Reproduce the complete listing without any deviation.
-- begin RECORDS FOR THIS EXERCISE --
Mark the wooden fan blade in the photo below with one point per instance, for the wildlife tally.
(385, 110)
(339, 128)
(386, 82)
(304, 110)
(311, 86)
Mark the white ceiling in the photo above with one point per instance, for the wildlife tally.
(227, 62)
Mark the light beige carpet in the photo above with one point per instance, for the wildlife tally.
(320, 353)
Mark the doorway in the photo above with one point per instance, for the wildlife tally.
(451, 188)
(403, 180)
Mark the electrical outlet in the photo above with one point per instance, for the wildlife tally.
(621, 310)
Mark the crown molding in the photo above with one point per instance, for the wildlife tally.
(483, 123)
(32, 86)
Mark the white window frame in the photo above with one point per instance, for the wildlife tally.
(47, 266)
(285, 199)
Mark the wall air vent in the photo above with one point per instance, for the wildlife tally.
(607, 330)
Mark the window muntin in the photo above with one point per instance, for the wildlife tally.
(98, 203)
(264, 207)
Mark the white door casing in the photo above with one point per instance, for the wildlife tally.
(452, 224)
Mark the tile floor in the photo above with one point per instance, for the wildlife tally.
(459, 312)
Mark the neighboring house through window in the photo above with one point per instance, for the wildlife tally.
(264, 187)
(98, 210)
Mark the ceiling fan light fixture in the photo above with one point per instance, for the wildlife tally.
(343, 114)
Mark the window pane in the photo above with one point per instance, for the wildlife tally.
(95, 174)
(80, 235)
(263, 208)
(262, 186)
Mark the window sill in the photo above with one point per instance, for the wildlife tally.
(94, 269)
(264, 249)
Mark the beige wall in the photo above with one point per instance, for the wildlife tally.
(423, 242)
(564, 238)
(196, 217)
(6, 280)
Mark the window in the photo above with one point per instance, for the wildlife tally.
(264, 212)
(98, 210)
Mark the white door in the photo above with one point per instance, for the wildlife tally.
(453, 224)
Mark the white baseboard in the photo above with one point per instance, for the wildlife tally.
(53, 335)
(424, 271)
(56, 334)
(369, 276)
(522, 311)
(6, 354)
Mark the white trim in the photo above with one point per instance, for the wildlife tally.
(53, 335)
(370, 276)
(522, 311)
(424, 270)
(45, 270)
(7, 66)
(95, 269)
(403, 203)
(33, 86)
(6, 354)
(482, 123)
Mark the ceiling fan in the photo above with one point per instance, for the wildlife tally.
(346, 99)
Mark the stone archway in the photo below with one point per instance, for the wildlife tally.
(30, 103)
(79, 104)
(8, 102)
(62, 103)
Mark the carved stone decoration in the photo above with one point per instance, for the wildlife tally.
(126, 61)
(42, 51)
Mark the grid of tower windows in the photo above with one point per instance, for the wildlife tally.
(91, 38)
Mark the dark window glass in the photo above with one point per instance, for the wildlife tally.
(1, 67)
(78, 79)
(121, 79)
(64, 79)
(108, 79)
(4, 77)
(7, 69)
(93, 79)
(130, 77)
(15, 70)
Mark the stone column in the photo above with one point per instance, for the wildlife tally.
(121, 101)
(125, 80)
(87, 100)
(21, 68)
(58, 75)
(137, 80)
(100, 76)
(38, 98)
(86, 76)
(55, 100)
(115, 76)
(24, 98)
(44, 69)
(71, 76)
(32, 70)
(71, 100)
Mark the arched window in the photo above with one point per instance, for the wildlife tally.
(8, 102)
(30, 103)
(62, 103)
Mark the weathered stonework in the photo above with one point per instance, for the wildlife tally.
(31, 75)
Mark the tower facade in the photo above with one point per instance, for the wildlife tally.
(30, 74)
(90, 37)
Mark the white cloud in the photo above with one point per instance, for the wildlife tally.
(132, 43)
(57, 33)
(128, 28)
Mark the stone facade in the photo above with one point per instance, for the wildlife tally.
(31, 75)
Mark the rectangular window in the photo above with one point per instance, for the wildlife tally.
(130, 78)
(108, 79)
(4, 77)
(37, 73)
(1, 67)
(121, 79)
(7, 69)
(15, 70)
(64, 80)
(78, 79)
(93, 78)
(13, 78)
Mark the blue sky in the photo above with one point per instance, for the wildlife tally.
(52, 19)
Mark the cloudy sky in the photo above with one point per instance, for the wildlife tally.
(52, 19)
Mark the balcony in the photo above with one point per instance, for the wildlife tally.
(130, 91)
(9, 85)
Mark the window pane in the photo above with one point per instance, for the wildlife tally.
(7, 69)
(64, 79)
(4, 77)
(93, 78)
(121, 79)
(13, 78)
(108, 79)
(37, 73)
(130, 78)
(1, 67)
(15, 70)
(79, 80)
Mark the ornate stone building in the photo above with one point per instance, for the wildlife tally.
-- end RECORDS FOR THIS EXERCISE --
§ WRITTEN REPLY:
Mark the wooden fan blade in the photo below with one point per instance, for the wildlife tally.
(385, 110)
(339, 128)
(386, 82)
(304, 110)
(311, 86)
Mark the white ceiling in the photo above with one point per instance, for the wildlife tally.
(227, 62)
Mark the light beige carpet in the photo above with one point per instance, for the wildlife tally.
(320, 353)
Mark the doorway in the photo above with one point per instance, for the wildlife tally.
(451, 188)
(403, 180)
Mark the electrical outlet in the photo above with one point per instance, for the wildlife tally.
(621, 310)
Mark the crown molding in the photo above with one point per instance, for the wildlife tally.
(483, 123)
(32, 86)
Mark the white window frame in the photo above with one point per instance, for the wildlife tally.
(47, 266)
(285, 199)
Mark the wall air vent in the photo above with one point per instance, for the wildlife tally.
(607, 330)
Mark the window muntin in the photo above with one point per instance, for the wildlife tally.
(98, 203)
(264, 207)
Mark the white door casing in the photo above with one point per instance, for the wildlife tally.
(452, 224)
Mark the tile floor in the photo above with one point per instance, for the wildlife tally.
(459, 312)
Mark the neighboring house through window in the photo above with one point per instance, for the wildlife tally.
(264, 187)
(98, 210)
Mark the ceiling fan light fixture in the photo above with one point per instance, for the wildlife tally.
(343, 114)
Mark the window pane in the photo above with one point per instance, for the wildlife tally.
(95, 174)
(80, 235)
(263, 208)
(262, 186)
Mark the window sill in the photo above with one point per instance, for the wildlife tally.
(94, 269)
(264, 249)
Mark the beige wall in the photo above with one point per instance, for the wildlife tally.
(423, 242)
(564, 238)
(196, 217)
(6, 280)
Mark the window in the photo above with one point per instance, for the wildlife tally.
(264, 212)
(98, 210)
Mark the white door in the photo above with one point per instance, for the wildlife tally.
(453, 224)
Mark the white baseboard in the photo above with one point per instance, for the wildlife tally.
(53, 335)
(424, 271)
(56, 334)
(369, 276)
(522, 311)
(6, 354)
Mark the white trim in the photo above with one point per instance, for the wildlife tally.
(53, 335)
(370, 276)
(522, 311)
(424, 270)
(45, 270)
(7, 66)
(95, 269)
(403, 203)
(33, 86)
(6, 354)
(482, 123)
Mark the ceiling fan in the photo above with one point per instance, for the wildlife tally.
(346, 99)
Mark the stone archway in the photo below with one point per instance, for the wildlife tally.
(30, 103)
(79, 104)
(8, 102)
(62, 103)
Mark the carved stone decoration in the photo above with one point per instance, for the wildlife tally.
(126, 61)
(42, 51)
Mark the grid of tower windows in the photo above with one point per instance, for the wildlife tally.
(91, 38)
Mark the dark window glass in the photo above with one point per instance, for the wildlife tally.
(1, 67)
(78, 79)
(121, 79)
(64, 79)
(108, 79)
(4, 77)
(7, 69)
(93, 79)
(130, 77)
(15, 70)
Mark the stone column in the photo above with one point per instance, for the wildlife tally.
(121, 101)
(125, 80)
(87, 100)
(21, 68)
(58, 75)
(137, 80)
(100, 76)
(38, 98)
(86, 76)
(55, 100)
(115, 76)
(24, 98)
(44, 69)
(71, 76)
(32, 70)
(71, 100)
Mark the arched window in the photo above with one point per instance, for the wildlife tally.
(8, 102)
(30, 103)
(62, 103)
Mark the weathered stonework in the photo above with one point per instance, for the wildlife tally.
(31, 75)
Mark the tower facade in the photo above with one point per instance, for the wildlife tally.
(30, 74)
(90, 37)
Mark the white cloud in the photo above with one point per instance, for the wildlife tally.
(132, 43)
(57, 33)
(128, 28)
Mark the stone facade in the photo above with one point per instance, for the wildlife tally.
(31, 75)
Mark the rectangular window in the photo above with one point per instance, for the wildlife tally.
(130, 78)
(108, 79)
(4, 77)
(37, 73)
(1, 67)
(121, 79)
(7, 69)
(15, 70)
(64, 80)
(78, 79)
(93, 78)
(13, 78)
Mark the blue sky in the photo above with one point per instance, for the wildlife tally.
(52, 19)
Mark the cloudy sky in the photo above with one point per instance, for the wildlife tally.
(52, 19)
Mark the balcony in the photo above with one point per instance, for the wildlife tally.
(130, 91)
(9, 85)
Mark the window pane in the photo above with one point per instance, for the wildlife tally.
(7, 69)
(64, 79)
(4, 77)
(93, 78)
(121, 79)
(13, 78)
(108, 79)
(37, 73)
(130, 78)
(1, 67)
(15, 70)
(79, 80)
Mark the ornate stone building in the photo above with one point per instance, for the wildlife tally.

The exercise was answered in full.